Please list every algorithm that the motif-finding passage below classifies as a sample-driven approach.

··· Exercise passage ···

Motif-finding algorithms based on the consensus model can be further divided into two categories: pattern-driven and sample-driven approaches [16]. Using a pattern-driven approach, one tries to enumerate all possible 4^{ l }l-mer motifs with lexical order. When applying a sample-driven approach, all possible (l, d) motifs generated from the real l-mers of input sequences are often tested. SPELLER, WEEDER, and MITRA-count are pattern-driven approaches and Voting, PMPprune, WINNOWER, iTriple, VINE, Stemming, RecMotif, and sMCL-WMR are sample-driven. In general, pattern-driven approaches can automatically find (l, d) motifs in samples without being given the length l. However, the state-of-the-art sample-driven approaches are usually faster than the state-of-the-art pattern-driven approaches, and thus can be used to extract motifs with a larger l and d.

··· Supplied material ···

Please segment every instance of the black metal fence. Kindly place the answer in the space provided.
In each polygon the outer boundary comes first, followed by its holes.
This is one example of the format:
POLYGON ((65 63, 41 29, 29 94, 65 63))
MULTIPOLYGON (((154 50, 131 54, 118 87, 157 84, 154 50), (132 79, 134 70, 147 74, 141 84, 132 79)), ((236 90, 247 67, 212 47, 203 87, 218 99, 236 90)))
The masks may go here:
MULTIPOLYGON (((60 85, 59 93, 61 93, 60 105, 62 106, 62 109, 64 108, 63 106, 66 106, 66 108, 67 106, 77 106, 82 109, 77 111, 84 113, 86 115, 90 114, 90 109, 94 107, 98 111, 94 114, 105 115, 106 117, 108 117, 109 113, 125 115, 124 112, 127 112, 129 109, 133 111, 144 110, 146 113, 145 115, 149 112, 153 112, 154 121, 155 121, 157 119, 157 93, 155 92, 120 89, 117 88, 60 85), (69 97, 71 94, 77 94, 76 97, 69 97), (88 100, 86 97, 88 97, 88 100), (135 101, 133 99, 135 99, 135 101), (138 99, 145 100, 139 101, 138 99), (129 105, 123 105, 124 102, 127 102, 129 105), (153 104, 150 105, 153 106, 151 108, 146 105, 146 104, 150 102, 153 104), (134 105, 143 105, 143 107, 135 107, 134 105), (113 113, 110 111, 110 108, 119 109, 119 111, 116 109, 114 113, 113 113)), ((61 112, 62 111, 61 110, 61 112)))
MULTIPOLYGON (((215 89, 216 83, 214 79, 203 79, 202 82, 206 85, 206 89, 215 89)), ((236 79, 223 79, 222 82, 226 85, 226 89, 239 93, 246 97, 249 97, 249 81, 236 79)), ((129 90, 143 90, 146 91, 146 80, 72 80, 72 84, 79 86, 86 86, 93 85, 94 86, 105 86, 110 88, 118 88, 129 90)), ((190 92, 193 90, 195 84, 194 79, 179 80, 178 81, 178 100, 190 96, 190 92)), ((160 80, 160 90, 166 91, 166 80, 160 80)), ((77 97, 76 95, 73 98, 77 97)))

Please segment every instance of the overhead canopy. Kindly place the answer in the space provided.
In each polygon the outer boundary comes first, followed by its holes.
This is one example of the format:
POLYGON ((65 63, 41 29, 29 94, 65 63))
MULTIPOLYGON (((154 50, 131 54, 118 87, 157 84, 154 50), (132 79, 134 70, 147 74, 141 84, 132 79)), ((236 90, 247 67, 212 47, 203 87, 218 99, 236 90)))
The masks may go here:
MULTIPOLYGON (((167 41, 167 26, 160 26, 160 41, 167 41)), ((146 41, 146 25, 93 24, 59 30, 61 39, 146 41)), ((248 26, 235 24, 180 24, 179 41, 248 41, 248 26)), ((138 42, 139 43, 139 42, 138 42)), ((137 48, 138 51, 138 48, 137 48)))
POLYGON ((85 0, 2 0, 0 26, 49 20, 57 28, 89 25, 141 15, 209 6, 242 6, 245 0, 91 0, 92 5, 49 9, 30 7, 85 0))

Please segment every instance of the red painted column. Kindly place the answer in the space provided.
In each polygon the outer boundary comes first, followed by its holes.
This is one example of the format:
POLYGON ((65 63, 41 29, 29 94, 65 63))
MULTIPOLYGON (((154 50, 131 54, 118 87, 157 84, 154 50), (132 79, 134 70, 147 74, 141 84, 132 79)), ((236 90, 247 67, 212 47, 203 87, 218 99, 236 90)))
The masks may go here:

···

*Task answer*
Voting, PMPprune, WINNOWER, iTriple, VINE, Stemming, RecMotif, sMCL-WMR